(Collection entries)
=== Section Start ===
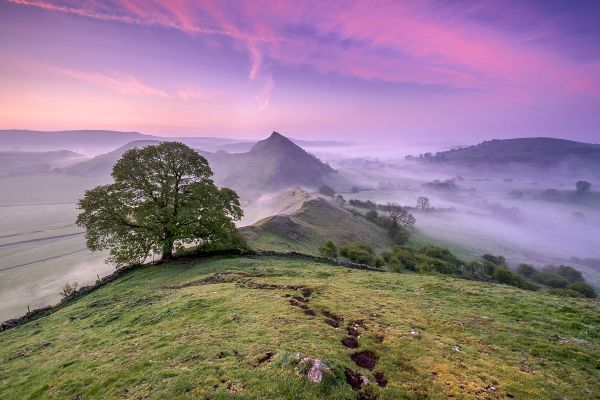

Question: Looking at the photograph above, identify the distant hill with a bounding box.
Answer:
[241,188,391,254]
[0,149,84,177]
[0,129,348,156]
[64,140,160,176]
[415,137,600,168]
[62,132,336,191]
[202,132,336,192]
[0,130,154,155]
=== Section End ===
Directions for this task: Reproduce every record above exactly as given, excluding pictures from the result.

Result:
Question: Looking at the photograph above, identify the distant hill with a bounding box.
Answer:
[241,188,391,254]
[0,149,84,177]
[0,129,348,156]
[64,140,160,176]
[415,137,600,168]
[62,132,336,191]
[202,132,336,192]
[0,130,154,155]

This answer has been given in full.